TASK TO CARRY OUT:
Copy out every row below with "each instance" swapped for "every occurrence" each place it occurs, leaving everything else unchanged.

[Point placement records]
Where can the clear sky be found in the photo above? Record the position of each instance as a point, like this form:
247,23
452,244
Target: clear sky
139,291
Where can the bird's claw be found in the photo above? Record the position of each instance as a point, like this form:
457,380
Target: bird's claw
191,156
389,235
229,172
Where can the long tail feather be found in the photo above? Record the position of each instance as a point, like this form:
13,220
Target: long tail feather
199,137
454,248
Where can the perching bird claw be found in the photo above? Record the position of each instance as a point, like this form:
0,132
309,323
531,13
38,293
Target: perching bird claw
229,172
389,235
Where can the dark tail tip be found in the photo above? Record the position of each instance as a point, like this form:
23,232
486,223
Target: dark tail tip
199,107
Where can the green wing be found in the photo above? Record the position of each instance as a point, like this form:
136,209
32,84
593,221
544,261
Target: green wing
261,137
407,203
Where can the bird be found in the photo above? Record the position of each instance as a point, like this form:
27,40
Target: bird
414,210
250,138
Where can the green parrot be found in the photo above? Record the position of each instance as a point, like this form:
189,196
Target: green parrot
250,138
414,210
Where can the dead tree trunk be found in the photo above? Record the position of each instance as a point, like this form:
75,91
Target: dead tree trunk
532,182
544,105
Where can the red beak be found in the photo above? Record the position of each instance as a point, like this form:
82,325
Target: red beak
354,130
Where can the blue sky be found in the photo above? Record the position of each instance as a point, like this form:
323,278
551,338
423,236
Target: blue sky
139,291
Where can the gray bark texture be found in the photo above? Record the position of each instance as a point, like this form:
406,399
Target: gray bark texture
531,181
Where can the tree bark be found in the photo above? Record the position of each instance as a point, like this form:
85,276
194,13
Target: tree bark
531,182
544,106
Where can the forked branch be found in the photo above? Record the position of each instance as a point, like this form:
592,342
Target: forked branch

RESPONSE TO THE EXERCISE:
Where can the clear sky be found in the photo above? Record the position of every occurrence as a point, like this form:
247,23
452,244
Target: clear sky
139,291
Where can the bird's claw be found in the photo above? Record the position of every occurrence as a point, like this form:
457,380
Target: bird's claw
191,156
389,235
229,172
Where can the long tail feather be found in the photo above? Record the position of every occurrence as a point, like this form:
13,220
Target: long tail feather
199,137
454,248
Where can the perching bird claw be found in the photo above? Record the position of every occurrence as a point, like this form:
0,132
309,323
531,13
38,293
Target: perching bird claw
229,172
389,235
Where can the dark tail tip be found in the photo above? Record the position of every occurrence as a point, like this form:
23,232
486,223
Target: dark tail tip
199,107
Where can the green wing be found in the photo above? Record the position of every occurrence as a point, like this form:
136,209
32,84
593,221
544,261
Target: green wing
261,137
407,203
Where can the bird be found in the photo above? Record the position of every occurrence as a point, like this form:
27,40
Target: bird
414,210
250,138
Where can the green parrot be found in the photo above? Record the position of every occurrence as a point, like this form:
189,196
Target: green parrot
250,138
414,210
Where can the dead tree trunk be found in the photo above? Record the position of every occurrence as a point, like this form:
75,91
Target: dead tree trunk
532,182
544,105
Where can the red beak be found in the photo above? Record the position of every occurrence as a point, like this form:
82,325
Target: red beak
354,130
Where can the blue sky be found in the photo above? Record the position of every occurrence as a point, like this form:
323,278
551,338
423,236
Target: blue sky
139,291
Where can the gray bark texture be found in the photo above? Record the position of every occurrence as a point, like this form:
406,399
Target: gray bark texture
531,181
Where can the tree bark be found in the photo above? Record the position of every occurrence as a point, like this form:
85,276
194,13
Target: tree bark
531,182
544,106
Where can the forked branch be found in the photo above? Record the position of every occurrence as a point, like this form:
592,342
Target: forked branch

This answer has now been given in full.